▶ SOURCE EXTRACT:
▬▬▬▬▬▬▬▬▬▬
Making space for the telling of “unpopular” stories… As a critical geographer, it strikes me that focusing on this act alone is overly romantic and cannot be an end unto itself. What we do with these stories is equally important. Yet, making space for these stories is a vital strategy and means for social change. It enables authors like Eula Biss to call out the everyday production of whiteness and sit uncomfortably with the ways that she is assumed to participate in systems that perpetuate racialized fear. Making space makes it possible to validate experiences that are different from our own, and grapple with our own complicities within unjust structural norms. Making space also demands a greater critical awareness of so-called “popular” stories and dominant framings of issues, and must compel us to demand changes in these “popular” framings. Here, the work of critical geographer and media studies professor Minelle Mahtani is a fantastic resource.
Part of our class period, then, will focus on making space for “othered” stories. First, we will have the opportunity to hear from youth members and Program Director Hawa Mire of Leave Out Violence BC. Our visitors will talk about experiences of inclusion and exclusion in Vancouver (and region), and Hawa Mire will talk about LOVE’s arts-based programs that provide spaces and tools for youth to build community. Following the facilitations, we will also share lessons from the oral history/ urban change websites that were assigned. The selection of sites is obviously partial (a function of those sites with which I am most familiar)—there are many, many stories that could have been represented and were not. If there are others that you know of that should have been part of this list, please share!
We will also focus on how these “other” stories are crafted and re-told. Here, our conversation will focus on Steven High’s discussion of sharing authority in the collection and preservation of oral histories. Student comments get to the heart of the issues High addresses: how do definitions and expectations of “objectivity” shape our research methods and outcomes? What are the ethics involved in community-engaged research where “community” is assumed to be a homogeneous category? What happens when “community-university partnerships” reify the very power dynamics that they set out to trouble? This text also returns us to topics that we visited at the outset of the semester, about how, and by whom, knowledge is produced. (High’s article also previews my course next semester on qualitative methods for feminist research. Those who are interested will be able to follow and join in on a similar open-source forum.)
▬▬▬▬▬▬▬▬▬▬
▶ DATA BLOCK:
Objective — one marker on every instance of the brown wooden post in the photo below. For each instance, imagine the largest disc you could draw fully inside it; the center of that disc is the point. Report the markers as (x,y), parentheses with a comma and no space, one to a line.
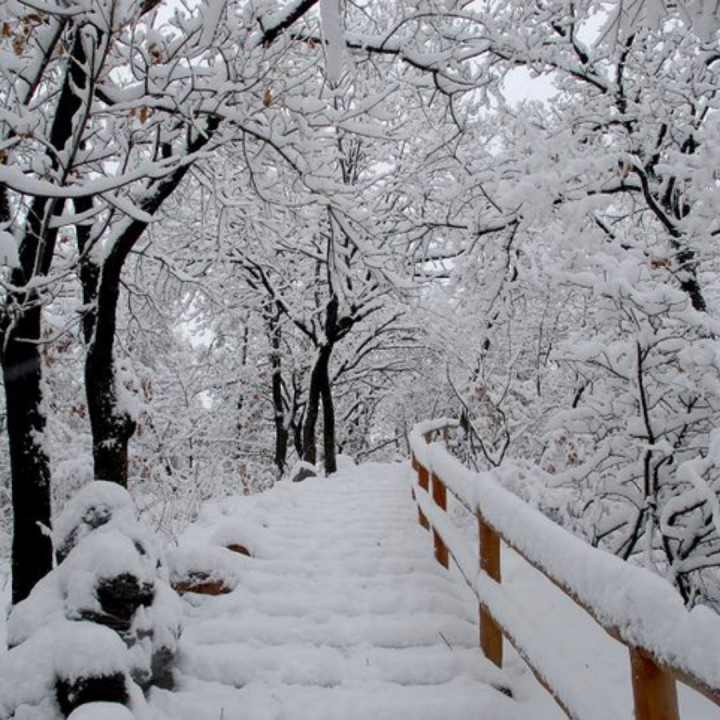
▬▬▬▬▬▬▬▬▬▬
▶ TASK REQUIREMENTS: Extend the course post above on making space for "unpopular" stories, starting right after its final sentence.

▶ WRITTEN REPLY:
While our class time tomorrow will only afford conversation of the week’s texts, and thus of “stories” as they are conventionally understood, I want to close here with a reminder that our ability to think broadly about what constitutes “stories of the city” can help us to intervene in urban change. As I noted earlier in the semester, our explanations and theorisations of urban life are certain kinds of stories, as are the policies we create, as are the discourses we adhere to and challenge. Policies tell us one kind of story, but other stories are evident in efforts to change policy. Here is a place where meaningful participation matters: these efforts bring people together to share stories, identify issues, generate ideas, and leave the events charged with a responsibility to bring those ideas to their friends, their neighbourhoods, their City Councillors. This is the model behind Women’s Safety Audits, community asset mapping, and the Women Transforming Cities initiative, among others. As we discussed several weeks ago with the Pollock & Sharp article, participatory processes are not perfect, but it is important to acknowledge that these processes have the potential to engender a new set of stories about the city that give value to people’s sense of place and belonging.